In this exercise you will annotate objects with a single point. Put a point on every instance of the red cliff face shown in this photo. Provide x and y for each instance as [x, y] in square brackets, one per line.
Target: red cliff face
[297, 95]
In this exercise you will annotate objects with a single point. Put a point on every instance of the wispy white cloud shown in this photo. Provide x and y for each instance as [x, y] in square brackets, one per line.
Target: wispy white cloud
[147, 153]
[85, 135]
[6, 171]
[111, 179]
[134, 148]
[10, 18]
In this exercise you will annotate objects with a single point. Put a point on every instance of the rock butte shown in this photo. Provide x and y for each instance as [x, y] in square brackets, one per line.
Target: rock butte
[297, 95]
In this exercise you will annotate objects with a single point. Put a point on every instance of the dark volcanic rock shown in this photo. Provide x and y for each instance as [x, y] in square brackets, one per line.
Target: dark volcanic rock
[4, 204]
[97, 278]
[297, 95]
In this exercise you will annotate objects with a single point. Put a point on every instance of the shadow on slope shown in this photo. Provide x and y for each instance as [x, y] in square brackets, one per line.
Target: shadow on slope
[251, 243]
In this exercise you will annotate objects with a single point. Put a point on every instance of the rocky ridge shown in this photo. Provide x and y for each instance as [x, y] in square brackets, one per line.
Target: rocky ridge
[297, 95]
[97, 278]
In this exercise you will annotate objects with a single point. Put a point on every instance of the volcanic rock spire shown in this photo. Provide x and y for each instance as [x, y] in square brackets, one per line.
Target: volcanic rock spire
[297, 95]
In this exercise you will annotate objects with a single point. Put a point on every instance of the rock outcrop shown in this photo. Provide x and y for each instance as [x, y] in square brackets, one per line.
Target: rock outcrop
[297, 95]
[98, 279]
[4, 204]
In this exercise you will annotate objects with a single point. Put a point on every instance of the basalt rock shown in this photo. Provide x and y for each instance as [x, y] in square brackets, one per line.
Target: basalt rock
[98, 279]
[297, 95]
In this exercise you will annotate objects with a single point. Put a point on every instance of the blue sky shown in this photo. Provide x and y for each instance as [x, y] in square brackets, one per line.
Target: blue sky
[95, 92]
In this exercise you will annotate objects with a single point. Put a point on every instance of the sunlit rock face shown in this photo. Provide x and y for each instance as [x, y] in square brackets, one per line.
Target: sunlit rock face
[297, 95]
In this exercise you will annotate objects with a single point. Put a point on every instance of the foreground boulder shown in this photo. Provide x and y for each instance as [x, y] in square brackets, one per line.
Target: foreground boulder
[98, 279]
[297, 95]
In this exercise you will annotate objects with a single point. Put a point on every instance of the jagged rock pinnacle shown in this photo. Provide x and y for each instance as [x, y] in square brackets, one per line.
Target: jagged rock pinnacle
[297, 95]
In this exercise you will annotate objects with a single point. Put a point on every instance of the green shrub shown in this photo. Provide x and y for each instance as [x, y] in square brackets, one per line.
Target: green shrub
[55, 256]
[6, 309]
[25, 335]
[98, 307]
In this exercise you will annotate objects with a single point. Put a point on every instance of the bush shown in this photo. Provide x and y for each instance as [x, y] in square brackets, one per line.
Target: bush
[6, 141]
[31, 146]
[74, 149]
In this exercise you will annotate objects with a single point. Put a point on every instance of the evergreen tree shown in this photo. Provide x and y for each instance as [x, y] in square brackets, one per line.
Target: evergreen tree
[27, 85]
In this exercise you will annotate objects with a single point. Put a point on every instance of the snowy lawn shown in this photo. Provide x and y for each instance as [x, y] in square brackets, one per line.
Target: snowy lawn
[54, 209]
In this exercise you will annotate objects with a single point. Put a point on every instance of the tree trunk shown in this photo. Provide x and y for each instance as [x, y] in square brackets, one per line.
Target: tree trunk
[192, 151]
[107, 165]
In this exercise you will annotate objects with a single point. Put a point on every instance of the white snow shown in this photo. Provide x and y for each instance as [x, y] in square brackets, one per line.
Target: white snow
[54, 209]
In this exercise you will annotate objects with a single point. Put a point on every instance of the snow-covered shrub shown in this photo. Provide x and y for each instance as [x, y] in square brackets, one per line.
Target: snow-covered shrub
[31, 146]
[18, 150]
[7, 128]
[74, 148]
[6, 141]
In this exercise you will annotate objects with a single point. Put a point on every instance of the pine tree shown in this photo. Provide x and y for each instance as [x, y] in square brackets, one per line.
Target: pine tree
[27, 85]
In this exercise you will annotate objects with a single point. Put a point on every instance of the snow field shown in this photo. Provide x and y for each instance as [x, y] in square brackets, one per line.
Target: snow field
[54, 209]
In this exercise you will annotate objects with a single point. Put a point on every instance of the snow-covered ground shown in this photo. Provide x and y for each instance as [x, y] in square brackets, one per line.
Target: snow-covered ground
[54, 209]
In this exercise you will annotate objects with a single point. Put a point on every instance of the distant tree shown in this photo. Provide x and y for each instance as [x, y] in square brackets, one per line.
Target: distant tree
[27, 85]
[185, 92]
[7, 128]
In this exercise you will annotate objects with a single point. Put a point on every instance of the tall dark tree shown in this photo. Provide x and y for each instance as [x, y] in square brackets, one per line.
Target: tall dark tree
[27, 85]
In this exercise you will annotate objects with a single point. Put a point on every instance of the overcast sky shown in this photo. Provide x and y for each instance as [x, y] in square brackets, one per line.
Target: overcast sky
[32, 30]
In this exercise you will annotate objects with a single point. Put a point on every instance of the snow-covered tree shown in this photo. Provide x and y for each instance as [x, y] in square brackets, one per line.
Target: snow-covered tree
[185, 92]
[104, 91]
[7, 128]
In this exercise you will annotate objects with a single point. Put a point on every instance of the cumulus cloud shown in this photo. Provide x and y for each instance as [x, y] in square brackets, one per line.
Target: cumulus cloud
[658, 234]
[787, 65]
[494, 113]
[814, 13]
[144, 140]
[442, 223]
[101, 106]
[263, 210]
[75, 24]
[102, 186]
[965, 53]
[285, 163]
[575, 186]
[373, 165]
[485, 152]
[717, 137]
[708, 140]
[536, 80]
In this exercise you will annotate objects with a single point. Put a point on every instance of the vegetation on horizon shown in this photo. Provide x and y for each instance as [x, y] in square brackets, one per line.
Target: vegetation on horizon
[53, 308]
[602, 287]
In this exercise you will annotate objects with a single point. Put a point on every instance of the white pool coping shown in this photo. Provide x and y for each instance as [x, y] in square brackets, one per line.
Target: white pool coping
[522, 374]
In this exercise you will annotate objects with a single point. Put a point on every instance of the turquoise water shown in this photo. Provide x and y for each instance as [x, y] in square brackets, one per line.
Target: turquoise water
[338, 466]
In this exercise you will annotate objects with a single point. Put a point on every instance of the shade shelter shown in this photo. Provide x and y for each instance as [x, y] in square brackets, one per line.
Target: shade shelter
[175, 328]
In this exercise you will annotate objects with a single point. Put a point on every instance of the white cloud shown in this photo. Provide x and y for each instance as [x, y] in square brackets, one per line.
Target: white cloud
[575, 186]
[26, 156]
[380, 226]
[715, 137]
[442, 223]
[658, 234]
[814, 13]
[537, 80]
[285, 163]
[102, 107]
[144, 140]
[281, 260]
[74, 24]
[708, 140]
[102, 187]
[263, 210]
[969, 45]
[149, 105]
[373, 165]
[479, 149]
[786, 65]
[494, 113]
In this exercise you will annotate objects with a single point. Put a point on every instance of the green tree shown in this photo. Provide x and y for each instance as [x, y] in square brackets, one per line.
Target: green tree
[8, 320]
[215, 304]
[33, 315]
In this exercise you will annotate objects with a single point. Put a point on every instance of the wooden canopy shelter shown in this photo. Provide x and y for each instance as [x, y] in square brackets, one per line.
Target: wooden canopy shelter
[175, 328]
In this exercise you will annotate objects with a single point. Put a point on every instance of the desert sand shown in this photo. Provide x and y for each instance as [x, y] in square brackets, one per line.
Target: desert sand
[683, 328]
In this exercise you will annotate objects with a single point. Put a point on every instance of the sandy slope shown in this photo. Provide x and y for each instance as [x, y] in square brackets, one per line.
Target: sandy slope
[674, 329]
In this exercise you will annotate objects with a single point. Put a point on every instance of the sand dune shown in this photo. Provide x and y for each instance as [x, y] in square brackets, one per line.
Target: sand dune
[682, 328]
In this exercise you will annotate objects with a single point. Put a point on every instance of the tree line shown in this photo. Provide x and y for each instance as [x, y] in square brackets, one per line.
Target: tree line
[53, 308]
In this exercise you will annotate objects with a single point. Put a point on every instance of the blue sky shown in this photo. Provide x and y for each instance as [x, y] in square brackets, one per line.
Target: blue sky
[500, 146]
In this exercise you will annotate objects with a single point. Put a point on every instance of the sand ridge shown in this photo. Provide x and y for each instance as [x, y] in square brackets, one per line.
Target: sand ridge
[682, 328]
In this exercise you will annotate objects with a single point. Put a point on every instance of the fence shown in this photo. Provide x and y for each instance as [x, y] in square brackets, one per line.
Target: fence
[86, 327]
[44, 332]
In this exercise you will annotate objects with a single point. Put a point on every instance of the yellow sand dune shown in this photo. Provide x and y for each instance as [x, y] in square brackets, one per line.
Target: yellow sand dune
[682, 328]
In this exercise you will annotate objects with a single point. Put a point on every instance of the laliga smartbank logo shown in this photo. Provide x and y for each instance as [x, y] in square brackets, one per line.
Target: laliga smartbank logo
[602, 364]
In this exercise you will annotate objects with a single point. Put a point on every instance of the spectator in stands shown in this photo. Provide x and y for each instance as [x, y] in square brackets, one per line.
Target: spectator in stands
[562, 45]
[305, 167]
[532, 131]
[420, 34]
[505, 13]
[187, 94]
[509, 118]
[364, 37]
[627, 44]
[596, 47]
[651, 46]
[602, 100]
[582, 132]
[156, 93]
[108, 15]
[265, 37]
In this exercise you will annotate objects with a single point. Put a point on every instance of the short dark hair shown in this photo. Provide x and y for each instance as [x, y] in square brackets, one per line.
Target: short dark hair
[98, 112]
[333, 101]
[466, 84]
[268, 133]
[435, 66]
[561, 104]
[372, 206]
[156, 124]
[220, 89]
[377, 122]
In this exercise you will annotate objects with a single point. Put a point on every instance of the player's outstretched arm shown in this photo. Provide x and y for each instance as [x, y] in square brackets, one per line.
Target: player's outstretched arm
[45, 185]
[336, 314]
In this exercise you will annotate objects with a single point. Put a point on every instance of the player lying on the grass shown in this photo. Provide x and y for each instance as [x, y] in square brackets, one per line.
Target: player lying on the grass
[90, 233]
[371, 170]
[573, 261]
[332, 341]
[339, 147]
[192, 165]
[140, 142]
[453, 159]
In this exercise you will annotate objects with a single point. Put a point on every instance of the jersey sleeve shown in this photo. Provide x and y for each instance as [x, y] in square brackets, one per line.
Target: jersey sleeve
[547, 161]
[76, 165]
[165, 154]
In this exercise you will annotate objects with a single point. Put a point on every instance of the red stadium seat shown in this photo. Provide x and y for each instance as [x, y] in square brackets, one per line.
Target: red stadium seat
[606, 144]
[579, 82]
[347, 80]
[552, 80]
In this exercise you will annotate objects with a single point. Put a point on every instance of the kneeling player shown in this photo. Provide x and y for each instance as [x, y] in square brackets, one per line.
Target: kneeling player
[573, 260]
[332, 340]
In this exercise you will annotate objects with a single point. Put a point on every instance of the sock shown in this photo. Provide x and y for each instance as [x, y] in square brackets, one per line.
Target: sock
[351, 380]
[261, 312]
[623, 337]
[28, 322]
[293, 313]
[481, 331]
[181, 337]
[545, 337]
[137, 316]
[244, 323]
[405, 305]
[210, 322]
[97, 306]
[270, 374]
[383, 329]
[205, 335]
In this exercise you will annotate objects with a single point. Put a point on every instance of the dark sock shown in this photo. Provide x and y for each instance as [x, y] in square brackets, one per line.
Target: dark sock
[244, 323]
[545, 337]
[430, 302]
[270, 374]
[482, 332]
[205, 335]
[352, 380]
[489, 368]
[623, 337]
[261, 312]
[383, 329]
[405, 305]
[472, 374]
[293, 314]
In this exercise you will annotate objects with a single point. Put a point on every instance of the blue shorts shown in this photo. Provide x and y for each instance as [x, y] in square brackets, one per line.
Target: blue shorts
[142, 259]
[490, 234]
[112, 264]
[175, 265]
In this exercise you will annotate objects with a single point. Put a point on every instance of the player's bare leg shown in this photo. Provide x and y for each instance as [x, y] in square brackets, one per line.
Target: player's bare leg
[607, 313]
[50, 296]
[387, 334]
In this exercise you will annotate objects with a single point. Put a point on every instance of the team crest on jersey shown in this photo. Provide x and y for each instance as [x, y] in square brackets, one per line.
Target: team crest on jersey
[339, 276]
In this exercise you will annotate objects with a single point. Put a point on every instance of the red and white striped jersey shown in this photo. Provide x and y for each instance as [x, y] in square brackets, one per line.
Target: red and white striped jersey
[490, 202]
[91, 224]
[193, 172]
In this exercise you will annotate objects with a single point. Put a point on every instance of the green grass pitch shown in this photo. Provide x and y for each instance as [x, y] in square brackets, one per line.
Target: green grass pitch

## WHAT THE TASK REQUIRES
Transcribe only the trailing portion of the entries above: the line that contains "the blue shorts" and each line after it.

## OUTPUT BELOW
In this exercise you will annotate objects with a single point. Put a point on every instance of the blue shorts shown in this photo. Provide x and y for each instance as [x, y] in square brackets, one per line.
Target: blue shorts
[142, 259]
[490, 234]
[112, 264]
[175, 265]
In this exercise you will annotate objects with a single point. Put a point on every instance of the player's bare leg shown in this photo. Provide x and y for each instance as [x, y] in square brackets, one per line.
Target: player's bare leg
[607, 313]
[50, 296]
[387, 334]
In this exercise you will annotate objects with a single point. Put a point on every instance of the team crest on jersey shown in this photo. Provide x and y for each instance as [x, y] in square brackets, one per line.
Target: team crest on jersey
[339, 276]
In this exercise you will annotate objects with a single point. Put a point on every instance of the red and white striped jersey shown in this photo. Provide x and y for each instance as [x, y] in square brackets, one per line.
Target: red and white striped jersey
[490, 202]
[91, 224]
[193, 172]
In this exercise you will annotate objects with a single point. Put a point on every instance of the green grass pitch shown in this photo. Provide x and y for each instance as [x, y] in square brackets, one per line.
Target: green grass pitch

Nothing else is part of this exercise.